# [DATA FOR THIS EXERCISE]
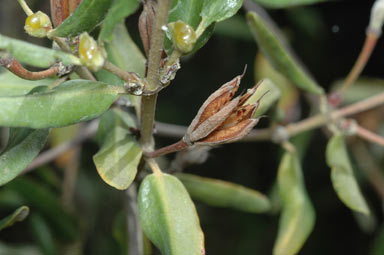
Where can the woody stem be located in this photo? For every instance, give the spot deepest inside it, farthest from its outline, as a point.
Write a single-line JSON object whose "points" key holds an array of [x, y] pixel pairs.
{"points": [[178, 146]]}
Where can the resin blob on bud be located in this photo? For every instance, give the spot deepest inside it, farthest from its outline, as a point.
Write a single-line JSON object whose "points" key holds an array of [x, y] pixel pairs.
{"points": [[90, 54], [38, 24], [183, 36]]}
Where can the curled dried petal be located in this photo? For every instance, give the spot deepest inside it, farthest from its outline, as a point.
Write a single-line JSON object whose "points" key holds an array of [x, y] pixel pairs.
{"points": [[210, 124], [229, 134]]}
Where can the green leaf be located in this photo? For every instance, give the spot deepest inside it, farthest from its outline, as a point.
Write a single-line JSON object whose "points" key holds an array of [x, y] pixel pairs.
{"points": [[168, 216], [298, 216], [117, 13], [218, 10], [19, 215], [267, 94], [69, 103], [42, 234], [35, 55], [187, 11], [24, 145], [224, 194], [123, 52], [342, 176], [286, 3], [120, 154], [362, 88], [12, 85], [279, 54], [84, 19], [40, 198]]}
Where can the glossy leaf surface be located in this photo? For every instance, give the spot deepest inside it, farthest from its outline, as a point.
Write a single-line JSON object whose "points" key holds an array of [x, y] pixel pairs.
{"points": [[189, 12], [24, 145], [168, 216], [117, 13], [224, 194], [218, 10], [42, 234], [35, 55], [285, 3], [298, 216], [69, 103], [279, 54], [18, 215], [84, 19], [120, 154], [342, 176]]}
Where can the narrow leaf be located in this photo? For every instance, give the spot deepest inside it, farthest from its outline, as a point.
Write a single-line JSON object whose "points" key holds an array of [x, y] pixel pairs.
{"points": [[24, 145], [279, 54], [123, 52], [342, 176], [35, 55], [19, 215], [298, 216], [119, 154], [267, 94], [286, 3], [12, 85], [168, 216], [42, 234], [189, 12], [117, 13], [224, 194], [69, 103], [218, 10], [84, 19]]}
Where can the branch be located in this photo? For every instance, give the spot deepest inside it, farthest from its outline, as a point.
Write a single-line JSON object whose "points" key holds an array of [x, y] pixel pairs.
{"points": [[369, 136], [176, 131], [15, 67], [148, 103]]}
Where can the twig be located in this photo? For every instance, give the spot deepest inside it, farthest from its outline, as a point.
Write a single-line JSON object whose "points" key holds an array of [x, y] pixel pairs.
{"points": [[135, 235], [370, 168], [154, 166], [25, 7], [82, 71], [125, 76], [176, 131], [178, 146], [148, 105], [15, 67], [53, 153], [70, 177], [369, 136], [369, 45]]}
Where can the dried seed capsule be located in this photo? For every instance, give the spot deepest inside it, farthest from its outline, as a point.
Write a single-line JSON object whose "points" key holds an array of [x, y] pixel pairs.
{"points": [[38, 24], [183, 36], [89, 52]]}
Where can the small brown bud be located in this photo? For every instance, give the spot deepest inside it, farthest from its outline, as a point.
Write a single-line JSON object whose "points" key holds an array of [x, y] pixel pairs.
{"points": [[61, 9]]}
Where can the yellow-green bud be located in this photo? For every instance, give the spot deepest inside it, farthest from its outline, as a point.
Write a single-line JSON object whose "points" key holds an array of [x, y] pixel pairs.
{"points": [[183, 36], [89, 52], [38, 24]]}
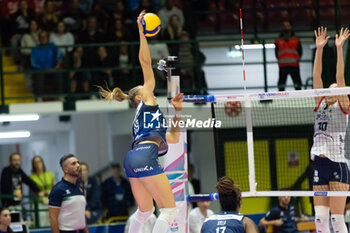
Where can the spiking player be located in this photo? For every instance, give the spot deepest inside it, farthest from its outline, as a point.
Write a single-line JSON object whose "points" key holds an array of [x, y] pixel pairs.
{"points": [[330, 164], [147, 178]]}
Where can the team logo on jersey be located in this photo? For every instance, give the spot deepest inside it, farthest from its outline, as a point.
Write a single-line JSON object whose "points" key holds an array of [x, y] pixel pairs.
{"points": [[143, 169], [336, 175], [316, 178], [152, 119]]}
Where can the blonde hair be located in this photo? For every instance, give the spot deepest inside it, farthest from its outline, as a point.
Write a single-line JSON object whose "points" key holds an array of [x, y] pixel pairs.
{"points": [[119, 95]]}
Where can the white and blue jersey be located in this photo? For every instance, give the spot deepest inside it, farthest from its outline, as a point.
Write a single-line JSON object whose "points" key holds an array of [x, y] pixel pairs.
{"points": [[149, 122], [329, 131], [224, 222], [71, 201]]}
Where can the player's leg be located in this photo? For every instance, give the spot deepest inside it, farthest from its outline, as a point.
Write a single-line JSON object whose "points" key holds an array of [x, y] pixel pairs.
{"points": [[283, 72], [145, 205], [340, 180], [321, 210], [159, 188]]}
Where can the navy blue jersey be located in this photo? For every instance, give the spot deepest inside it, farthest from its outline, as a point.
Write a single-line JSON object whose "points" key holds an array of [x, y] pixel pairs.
{"points": [[286, 215], [224, 222], [149, 122]]}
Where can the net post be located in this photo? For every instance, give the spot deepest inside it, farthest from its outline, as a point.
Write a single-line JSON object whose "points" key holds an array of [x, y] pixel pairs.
{"points": [[250, 145]]}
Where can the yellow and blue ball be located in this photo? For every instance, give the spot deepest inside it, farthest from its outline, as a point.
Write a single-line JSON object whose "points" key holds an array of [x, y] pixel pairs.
{"points": [[151, 24]]}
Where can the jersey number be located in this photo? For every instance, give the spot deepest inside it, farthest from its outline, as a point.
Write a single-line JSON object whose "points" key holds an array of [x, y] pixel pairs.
{"points": [[322, 126], [220, 229]]}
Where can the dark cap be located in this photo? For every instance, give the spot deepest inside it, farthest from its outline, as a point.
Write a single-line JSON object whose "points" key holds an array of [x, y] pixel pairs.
{"points": [[115, 165]]}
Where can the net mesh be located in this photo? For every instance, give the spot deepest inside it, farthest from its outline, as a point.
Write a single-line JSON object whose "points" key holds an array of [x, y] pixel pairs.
{"points": [[285, 128]]}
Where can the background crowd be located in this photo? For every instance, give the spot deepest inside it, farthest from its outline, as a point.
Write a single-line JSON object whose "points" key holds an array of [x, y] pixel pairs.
{"points": [[46, 24]]}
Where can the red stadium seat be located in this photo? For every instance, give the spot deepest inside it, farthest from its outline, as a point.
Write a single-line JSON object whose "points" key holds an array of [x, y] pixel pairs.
{"points": [[276, 3], [326, 2], [298, 3]]}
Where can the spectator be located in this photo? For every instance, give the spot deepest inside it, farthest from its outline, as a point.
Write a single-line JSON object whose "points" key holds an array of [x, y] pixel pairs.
{"points": [[116, 194], [9, 7], [173, 32], [231, 203], [92, 193], [80, 79], [66, 201], [49, 19], [5, 220], [119, 32], [74, 18], [45, 181], [108, 5], [91, 35], [122, 77], [86, 6], [12, 178], [101, 16], [282, 217], [146, 228], [30, 39], [119, 12], [288, 52], [198, 215], [61, 37], [46, 57], [39, 6], [20, 25], [158, 51], [167, 11]]}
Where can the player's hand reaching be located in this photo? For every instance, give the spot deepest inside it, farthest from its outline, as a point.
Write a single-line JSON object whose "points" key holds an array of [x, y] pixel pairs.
{"points": [[321, 37], [177, 101], [342, 37], [139, 19]]}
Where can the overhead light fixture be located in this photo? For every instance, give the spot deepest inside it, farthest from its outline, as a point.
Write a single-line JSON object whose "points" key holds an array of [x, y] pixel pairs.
{"points": [[255, 46], [14, 134], [22, 117]]}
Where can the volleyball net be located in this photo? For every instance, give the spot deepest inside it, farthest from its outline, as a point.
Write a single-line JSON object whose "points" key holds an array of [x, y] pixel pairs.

# [WHAT YOU SHOULD DO]
Could you reproduce all of the material above, changing every "in this photo" to "in the picture" and keeping everything else identical, with the pictures left out?

# [COMPLETED TASK]
Where can the woody stem be located in the picture? For every instance, give the spot deepest inside it, farthest from its outline, as a point.
Write a single-line JSON object whose "points" key holds an array of [x, y] pixel pairs.
{"points": [[178, 146]]}
Where can the resin blob on bud be located in the picture? For every instance, give the spot deepest inside it, farthest from its outline, as a point.
Write a single-line JSON object whose "points" key holds an array of [x, y] pixel pairs.
{"points": [[90, 54], [38, 24], [183, 36]]}
Where can the curled dried petal be located in the picture? For every instance, give the spot deepest inside it, farthest from its outline, as a point.
Write a single-line JSON object whose "points" key holds an array of [x, y] pixel pairs.
{"points": [[210, 124], [229, 134]]}
Where can the green leaf be located in the picture? For every instance, give the spot deepest inside it, farthest from its outline, as a point.
Write a single-line JSON object whose "points" key holds an array of [x, y] pixel pairs.
{"points": [[168, 216], [298, 216], [117, 13], [218, 10], [19, 215], [267, 94], [69, 103], [42, 234], [35, 55], [187, 11], [24, 145], [224, 194], [123, 52], [342, 176], [286, 3], [120, 154], [362, 88], [12, 85], [279, 54], [84, 19], [40, 198]]}
Where can the glossy leaf surface be located in the picture? For every instance, give the spot deepest inside it, farthest from its outline, as a point.
Write a single-line JSON object whose "points" key holds an array of [x, y] pixel pairs.
{"points": [[189, 12], [24, 145], [168, 216], [117, 13], [224, 194], [218, 10], [42, 234], [35, 55], [285, 3], [298, 216], [69, 103], [279, 54], [18, 215], [84, 19], [120, 154], [342, 176]]}
Where can the narrow leaf be located in the picture? For every instance, give the spot deepest inside it, farthest from its outline, as a point.
Write a single-line JSON object whose "points" key holds an array of [x, y] pixel pairs.
{"points": [[24, 145], [279, 54], [123, 52], [342, 176], [35, 55], [19, 215], [298, 216], [119, 154], [267, 94], [286, 3], [12, 85], [168, 216], [42, 234], [189, 12], [117, 13], [224, 194], [69, 103], [218, 10], [84, 19]]}
Where can the branch be located in the picture? For every instance, give the spot deepest inside it, farthest from its outline, as a point.
Write a single-line JSON object whose "points" key holds an array of [x, y] pixel pairs.
{"points": [[369, 136], [176, 131], [15, 67], [148, 103]]}
Where can the twig be located in the picture? For every instance, give the spot deepest inside it, farthest from its outline, as a point.
Write a single-line JSON object whose "points" key holds an array of [x, y] pixel pairs.
{"points": [[135, 235], [370, 168], [154, 166], [25, 7], [82, 71], [125, 76], [176, 131], [178, 146], [148, 105], [15, 67], [53, 153], [70, 177], [369, 136], [369, 45]]}
Where can the dried seed capsule be located in the picture? For every instance, give the spot deepest inside it, farthest from its outline, as a point.
Write a single-line JSON object whose "points" key holds an array of [x, y] pixel pairs.
{"points": [[38, 24], [183, 36], [89, 52]]}
Where can the small brown bud be located in the picture? For every instance, give the spot deepest inside it, farthest from its outline, as a point.
Write a single-line JSON object whose "points" key holds an array of [x, y] pixel pairs.
{"points": [[61, 9]]}
Where can the yellow-green bud be located in the picture? For every instance, give the spot deepest inside it, farthest from its outline, as a point.
Write a single-line JSON object whose "points" key holds an array of [x, y] pixel pairs.
{"points": [[183, 36], [89, 52], [38, 24]]}
Where can the spiking player be located in the picture? For every instance, give the spot deepest inside it, farthest from its outline, as a point.
Write a single-line JSON object whose "points" key holds an array of [x, y] pixel pairs.
{"points": [[330, 164], [147, 178]]}
Where can the team logo on jersey be located in the picture? For every instance, give the spot deepest inside it, farthest from its outline, as a point.
Write a single-line JSON object whose "points" key holds an array of [x, y] pixel pairs.
{"points": [[143, 169], [336, 175], [316, 178], [152, 119]]}
Where can the blonde hair be located in the picture? For every instance, give the spot deepest inside it, farthest from its outline, as a point.
Write a single-line JSON object whose "points" key holds an array of [x, y] pixel pairs.
{"points": [[119, 95]]}
Where can the white and blue jersey be located in the picture? For every instance, give the spot deepest inside it, farthest from its outline, as a point.
Write a single-line JSON object whose "points" key holds an array of [x, y] pixel pairs.
{"points": [[149, 122], [329, 131], [224, 222], [71, 201]]}
Where can the player's leg be located in the picture? For every instance, give the spot deepest inside it, farthest from its outline, as a point.
Write a single-line JSON object whose "points" key holds an array of [x, y] pixel pairs.
{"points": [[283, 72], [145, 205], [340, 180], [321, 210], [159, 188]]}
Where can the navy blue jersey be located in the picture? For every instance, give the spot deepest inside it, farthest from its outline, as a point.
Write a single-line JSON object whose "points" key holds an array of [x, y] pixel pairs.
{"points": [[286, 215], [224, 222], [149, 122]]}
Where can the net post be located in the picture? For every instance, give the spot deepest inside it, farthest from its outline, as a point.
Write a single-line JSON object whose "points" key holds an array of [x, y] pixel pairs.
{"points": [[250, 145]]}
Where can the yellow and blue ball be located in the picture? For every instance, give the spot deepest inside it, farthest from its outline, as a point.
Write a single-line JSON object whose "points" key holds an array of [x, y] pixel pairs.
{"points": [[151, 24]]}
Where can the jersey number be located in the picture? For every instance, give the spot deepest inside it, farthest from its outline, as a point.
Write a single-line JSON object whose "points" key holds an array of [x, y] pixel pairs.
{"points": [[322, 126], [220, 229]]}
Where can the dark cap be located in the picture? For every instance, give the spot deepest inside it, farthest from its outline, as a point.
Write a single-line JSON object whose "points" key holds an array of [x, y] pixel pairs.
{"points": [[115, 165]]}
Where can the net mesh be located in the picture? For every instance, give the spot deepest inside it, farthest from its outline, as a point.
Write a single-line JSON object whose "points" key holds an array of [x, y] pixel pairs.
{"points": [[285, 128]]}
Where can the background crowd be located in the picture? For every instance, give the spot deepest inside it, farthest from its outline, as a point.
Write a single-line JSON object whose "points" key holds an array of [x, y] pixel pairs.
{"points": [[46, 24]]}
Where can the red stadium seat be located in the picture? For every instance, give the spot deepest inside it, farthest from its outline, as a point.
Write a single-line JSON object whose "points" key holds an array of [x, y] pixel pairs.
{"points": [[276, 3], [326, 2], [298, 3]]}
Where can the spectator be located in the picture? For every instance, give the spot deepest inside it, farthest from its outline, as a point.
Write a single-line JSON object whose "points" key holds an array of [x, y] pixel pairs.
{"points": [[116, 194], [9, 7], [173, 32], [231, 203], [92, 193], [80, 79], [66, 201], [49, 19], [5, 220], [119, 32], [74, 18], [45, 181], [108, 5], [91, 35], [122, 77], [86, 6], [12, 178], [101, 16], [282, 217], [146, 228], [30, 39], [119, 12], [288, 52], [198, 215], [61, 37], [46, 57], [39, 6], [20, 25], [158, 51], [167, 11]]}
Where can the player's hand reaching be located in the picture? For every instance, give the spot deepest inside it, farthest from its outline, as a point.
Write a single-line JSON object whose "points" key holds an array of [x, y] pixel pairs.
{"points": [[321, 37], [177, 101], [342, 37], [139, 19]]}
Where can the overhead light fixture be located in the picture? For every instance, give the spot deepest inside it, farthest from its outline, as a point.
Write a single-line JSON object whose "points" key holds an array of [x, y] pixel pairs.
{"points": [[255, 46], [14, 134], [22, 117]]}
Where can the volleyball net be located in the picture? For every instance, give the spot deepest inside it, farthest from its outline, as a point.
Write a single-line JSON object whose "points" key holds an array of [x, y] pixel pairs.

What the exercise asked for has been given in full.